[Point annotation dataset records]
# # # # # # #

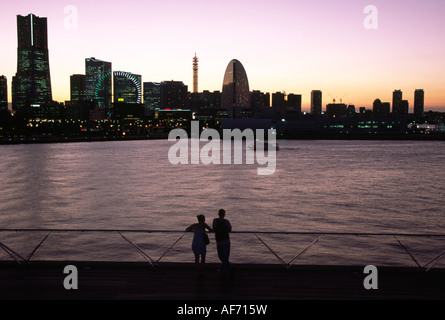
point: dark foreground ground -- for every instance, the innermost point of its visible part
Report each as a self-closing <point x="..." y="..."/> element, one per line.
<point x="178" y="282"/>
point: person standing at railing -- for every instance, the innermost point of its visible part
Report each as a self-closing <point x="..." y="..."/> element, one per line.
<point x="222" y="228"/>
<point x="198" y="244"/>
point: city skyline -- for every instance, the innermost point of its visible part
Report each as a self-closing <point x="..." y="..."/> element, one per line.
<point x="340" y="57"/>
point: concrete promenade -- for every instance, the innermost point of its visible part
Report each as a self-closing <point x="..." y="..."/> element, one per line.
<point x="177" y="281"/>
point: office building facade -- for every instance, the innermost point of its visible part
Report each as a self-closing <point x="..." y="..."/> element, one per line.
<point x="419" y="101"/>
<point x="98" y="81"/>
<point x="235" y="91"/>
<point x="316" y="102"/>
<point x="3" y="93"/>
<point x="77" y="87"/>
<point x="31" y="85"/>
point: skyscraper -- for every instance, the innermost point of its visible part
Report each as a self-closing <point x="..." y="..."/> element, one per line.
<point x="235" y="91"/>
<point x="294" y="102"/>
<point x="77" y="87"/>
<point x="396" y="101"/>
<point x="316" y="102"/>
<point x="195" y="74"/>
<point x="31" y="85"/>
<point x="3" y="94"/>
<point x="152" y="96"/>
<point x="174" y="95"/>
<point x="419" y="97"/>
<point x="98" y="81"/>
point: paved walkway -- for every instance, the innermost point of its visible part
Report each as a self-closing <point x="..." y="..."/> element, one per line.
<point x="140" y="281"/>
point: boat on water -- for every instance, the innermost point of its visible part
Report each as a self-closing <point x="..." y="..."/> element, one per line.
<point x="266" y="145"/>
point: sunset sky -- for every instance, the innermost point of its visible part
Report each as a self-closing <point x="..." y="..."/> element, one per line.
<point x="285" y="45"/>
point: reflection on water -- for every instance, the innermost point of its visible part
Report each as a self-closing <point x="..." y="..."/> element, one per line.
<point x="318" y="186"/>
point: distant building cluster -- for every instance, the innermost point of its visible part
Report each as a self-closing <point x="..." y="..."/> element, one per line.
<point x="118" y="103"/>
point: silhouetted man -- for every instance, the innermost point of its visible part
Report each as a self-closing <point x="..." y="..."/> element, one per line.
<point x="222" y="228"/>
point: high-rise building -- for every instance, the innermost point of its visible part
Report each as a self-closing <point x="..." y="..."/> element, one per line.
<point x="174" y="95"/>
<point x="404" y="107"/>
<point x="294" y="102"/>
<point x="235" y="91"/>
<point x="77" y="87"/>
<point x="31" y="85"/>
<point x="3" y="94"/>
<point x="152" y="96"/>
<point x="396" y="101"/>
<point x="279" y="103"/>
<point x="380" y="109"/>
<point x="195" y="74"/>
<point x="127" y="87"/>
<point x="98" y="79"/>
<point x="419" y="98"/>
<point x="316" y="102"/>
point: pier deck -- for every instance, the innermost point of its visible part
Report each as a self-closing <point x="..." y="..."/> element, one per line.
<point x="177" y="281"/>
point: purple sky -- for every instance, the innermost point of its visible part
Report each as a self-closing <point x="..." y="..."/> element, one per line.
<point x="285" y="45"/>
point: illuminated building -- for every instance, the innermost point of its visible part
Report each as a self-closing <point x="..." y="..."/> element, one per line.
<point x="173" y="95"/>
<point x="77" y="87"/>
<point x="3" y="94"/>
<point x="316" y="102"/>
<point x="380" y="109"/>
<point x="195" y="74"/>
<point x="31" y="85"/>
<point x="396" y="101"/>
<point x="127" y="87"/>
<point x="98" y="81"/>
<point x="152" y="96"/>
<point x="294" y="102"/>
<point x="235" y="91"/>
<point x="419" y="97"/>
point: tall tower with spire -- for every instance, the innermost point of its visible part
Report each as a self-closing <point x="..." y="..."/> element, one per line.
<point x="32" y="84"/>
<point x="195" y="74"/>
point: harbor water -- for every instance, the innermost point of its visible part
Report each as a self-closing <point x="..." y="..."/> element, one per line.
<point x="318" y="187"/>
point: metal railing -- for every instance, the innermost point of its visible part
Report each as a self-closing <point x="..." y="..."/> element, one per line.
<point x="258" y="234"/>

# # # # # # #

- _Job_
Output only the lines running from the line with "point: tall tower" through the final line of the data, inclusive.

- _Response below_
point: tall tower with spire -- for every instance, the innermost point of its visible part
Report each as a self-closing <point x="..." y="..."/> element, one per line.
<point x="32" y="84"/>
<point x="195" y="74"/>
point: harbor water -- for every instance, the innermost point of its visible part
Report each as a self-closing <point x="..." y="..."/> element, one per line.
<point x="318" y="187"/>
point: metal railing -- for every instance, the innermost point of its visible part
Report each as a self-closing <point x="..." y="..."/> element, one per line.
<point x="258" y="234"/>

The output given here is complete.